● EXCERPTED PASSAGE
□ □ □ □ □

An extravagant engineering mistake or a monument for Japan's new millennium? The debate over the world's first airport built on reclaimed land rages seven years after the sprawling complex opened on a skinny island off Osaka, Japan's second city, and then shocked the world by slowly starting to sink. Kansai International Airport, seen in a 1994 file photo, has sunk 40 feet since construction began in 1987.



  Friday Jun 8 11:01 AM

Didn't they put up something to keep the water out, like walls, or have some sort of flood control?

Y'know, the mind wanders to that one guy that built an island using millions of old plastic soda bottles to keep it afloat. I wonder if Japan ever thought of something like that?

~Mike



  Friday Jun 8 11:44 PM

THe Japanese are world leaders in this kind of construction, i'm sure *someone* and i figured out waht to do by now. IF worst comes ot worst it make a good port.....



  Monday Jun 11 10:40 AM

Deja Vu

Turns out Memphis, TN has a similar problem. The city built a pyramid shaped basketball arena on the bank of the Mississippi, and it too is sinking into the water. The debate right now is what to do? Scrap $50 million? Or kludge some sort of fix? I am told that the city was warned by the U.S. Army Corp. of Engineers that this would happen. But did they listen?

Well let us just say that it stands, but not for long ;-), as yet another example of more pride than brains.



  Monday Jun 11 07:07 PM

The discovery channel recently ran a special on this. Of note:

Engineers predicted the land-fill island would sink either 19 or 27 feet. The problem was they'd never estimated compression of the deep clay present three miles out. They knew this was a risk, but these were the best estimates they could make. The contractor(government?) made a bet on the cheaper 19' estimate. After the landfill was mostly done, it had already sunk more than those 19', whoops. They had to add an extra 15' of fill (the numbers were all kind of hazy and it should be underwater by 2007 or so if accurate).

Anyway, the bigger problem was the concourse building which is too long (over a mile) and sinks at different rates due to variences in the foundation. The solution was real-time monitoring of the stresses and shimming the structural supports as necessary (a constant, daily, process). Without shimming, the structure would rip apart.

In short, they knew what they were doing, but someone made a cost-based decision and doomed the airport. Of course, at some point the sinking should stop. Question is: When?



  Tuesday Jun 12 01:50 PM

Re: Sinking airport

[quote]Originally posted by stmfreak
Engineers predicted the land-fill island would sink either 19 or 27 feet. The problem was they'd never estimated compression of the deep clay present three miles out. They knew this was a risk, but these were the best estimates they could make. The contractor(government?) made a bet on the cheaper 19' estimate. After the landfill was mostly done, it had already sunk more than those 19', whoops. They had to add an extra 15' of fill (the numbers were all kind of hazy and it should be underwater by 2007 or so if accurate).

□ □ □ □ □

A block of data:
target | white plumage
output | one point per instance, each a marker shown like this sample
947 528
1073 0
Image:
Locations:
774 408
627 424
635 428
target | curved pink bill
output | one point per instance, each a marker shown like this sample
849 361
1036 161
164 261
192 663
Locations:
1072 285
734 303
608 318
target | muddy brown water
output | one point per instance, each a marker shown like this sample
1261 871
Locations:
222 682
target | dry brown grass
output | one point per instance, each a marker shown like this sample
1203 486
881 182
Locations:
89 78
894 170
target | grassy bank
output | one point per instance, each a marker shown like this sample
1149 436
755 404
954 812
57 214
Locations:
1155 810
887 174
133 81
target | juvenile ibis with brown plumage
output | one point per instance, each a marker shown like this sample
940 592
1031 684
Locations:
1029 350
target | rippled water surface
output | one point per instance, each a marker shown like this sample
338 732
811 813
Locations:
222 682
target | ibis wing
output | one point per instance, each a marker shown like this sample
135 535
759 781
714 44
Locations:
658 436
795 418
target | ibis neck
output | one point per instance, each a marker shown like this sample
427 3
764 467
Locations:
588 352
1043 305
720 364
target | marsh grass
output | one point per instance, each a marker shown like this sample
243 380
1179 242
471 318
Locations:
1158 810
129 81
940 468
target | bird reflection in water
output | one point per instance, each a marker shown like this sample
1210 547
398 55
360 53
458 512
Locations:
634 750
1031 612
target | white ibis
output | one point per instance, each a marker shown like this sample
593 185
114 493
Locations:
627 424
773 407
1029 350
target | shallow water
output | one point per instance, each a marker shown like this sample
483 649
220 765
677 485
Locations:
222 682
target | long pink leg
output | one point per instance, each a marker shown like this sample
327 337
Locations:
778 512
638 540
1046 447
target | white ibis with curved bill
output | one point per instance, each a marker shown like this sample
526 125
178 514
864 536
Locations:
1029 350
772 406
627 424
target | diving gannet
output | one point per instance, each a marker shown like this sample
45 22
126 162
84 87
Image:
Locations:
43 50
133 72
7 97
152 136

□ □ □ □ □

● WHAT YOU NEED TO DO
a) According to the forum thread on the sinking airport, why must the structural supports of the concourse building be shimmed? Answer in one to three sentences.
b) In the forum thread on the sinking airport, take the part that opens with the words containing "Anyway, the bigger" and closes with "Question is: When?", and write it out again with "concourse building" replaced by "terminal building".

● SOLUTIONS TO THE PROBLEMS
a) The concourse building is over a mile long, and variations in its foundation make it sink at different rates. Without the shimming, a constant daily process guided by real-time monitoring of the stresses, the structure would rip apart.

b)
Anyway, the bigger problem was the terminal building which is too long (over a mile) and sinks at different rates due to variences in the foundation. The solution was real-time monitoring of the stresses and shimming the structural supports as necessary (a constant, daily, process). Without shimming, the structure would rip apart.

In short, they knew what they were doing, but someone made a cost-based decision and doomed the airport. Of course, at some point the sinking should stop. Question is: When?